If Democratic U.S. Rep. Stephanie Murphy had people shaking their heads last week when she introduced a balanced budget amendment bill, she had a few scratching their heads Thursday as she organized a town hall exercise in Winter Park that demonstrated how difficult it might be.
Murphy, joined by Phillip R. Smith, national political director for the Concord Coalition, arranged a few dozen constituents around tables in east Orange County Thursday to lead them into debating specific federal spending priorities, program budget cuts, taxes, and deficit spending, in teams of four, five, or six taxpayers. And at the end, each table was to present its consensus findings and recommendations to her.
It’s an exercise the Concord Coalition, a national, bipartisan, pro-balanced budget organization has run in congressional town halls for years.
While acknowledging the tough challenge, Murphy opened by stating that she considered federal budget deficits, now in the $17 trillion range, to be major threats to the economy, the future health of America, and national security.
“Let me make it clear; I don’t take the prospect of amending the [U.S.] Constitution lightly,” she said. “But nevertheless I filed this bill because I want to spur a candid and bipartisan debate in Congress, and here in Central Florida, and around the country, about the risks posed by piling deficit upon deficit, as we’ve been doing for the last few years. This is a conversation we need to have as a nation, and it cannot be a Democratic or Republican issue.”
A freshman just finishing up her first six months as an elected official, Murphy has been seeking to establish herself as a moderate Democrat, particularly in fiscal and national security matters.
Her district is pretty evenly split between Democrats and Republicans, with a number of large, higher-income, higher-education level communities including Winter Park, Maitland, Baldwin Park and Lake Mary. And she already has drawn one major challenger, Republican state Rep. Mike Miller of Winter Park, and several other prominent Republicans are weighing their chances.
Still, the federal balanced budget bill she introduced last week, House Joint Resolution 107, while the first such bill from a Democrat in this Congress, is more of a Democratic version of the concept. It says nothing to discourage balancing budgets through increased taxes. It leaves open exemptions for not balancing the budget, including during times of war and recession. And it offers some protective measures for Social Security and Medicare.
“My bill doesn’t make budget deficits impossible; it simply makes it more difficult for Congress to continue spending taxpayers money irresponsibly,” she told the group. “I would consider it a way to make legislators intentional about their spending.”

→ **Source material**:
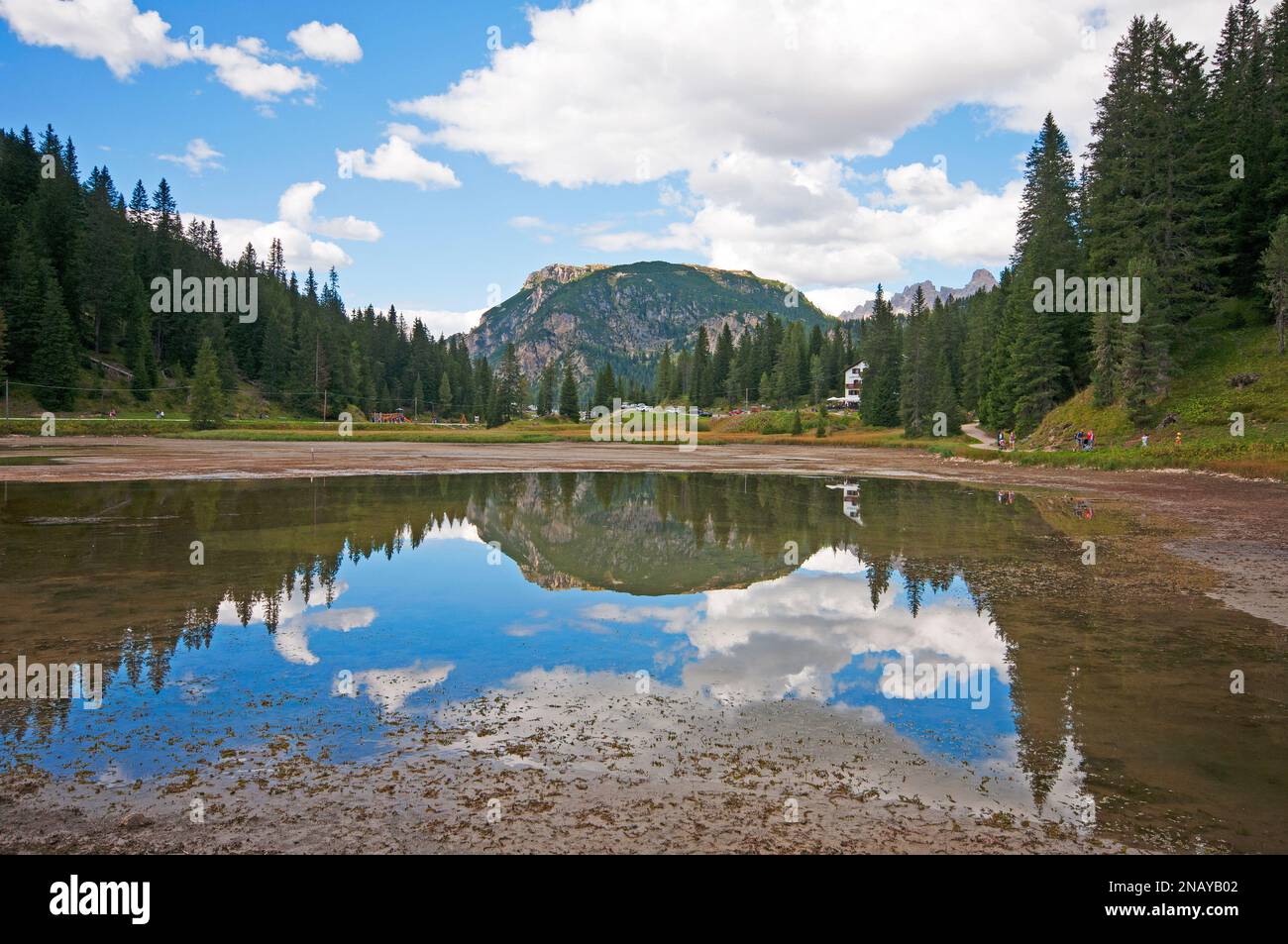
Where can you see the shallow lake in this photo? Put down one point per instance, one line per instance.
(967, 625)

==

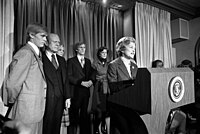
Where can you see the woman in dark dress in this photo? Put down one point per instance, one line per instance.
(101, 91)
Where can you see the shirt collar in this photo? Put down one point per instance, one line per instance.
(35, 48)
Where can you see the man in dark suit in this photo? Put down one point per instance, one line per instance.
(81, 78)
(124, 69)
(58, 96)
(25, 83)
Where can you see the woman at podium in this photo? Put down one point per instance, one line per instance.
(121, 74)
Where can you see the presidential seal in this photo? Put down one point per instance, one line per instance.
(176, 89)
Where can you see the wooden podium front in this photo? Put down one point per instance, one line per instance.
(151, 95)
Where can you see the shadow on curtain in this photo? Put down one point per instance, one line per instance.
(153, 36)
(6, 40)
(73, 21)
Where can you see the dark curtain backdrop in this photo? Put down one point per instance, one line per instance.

--

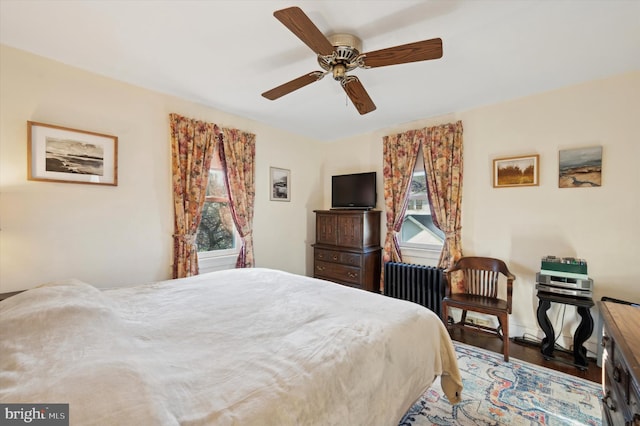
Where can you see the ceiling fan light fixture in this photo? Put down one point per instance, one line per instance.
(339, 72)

→ **What is needed**:
According to the article on Stephanie Murphy's town hall, what is the formal name of the balanced budget bill she introduced? Use only the article on Stephanie Murphy's town hall, not the items.

→ **Answer for the task**:
House Joint Resolution 107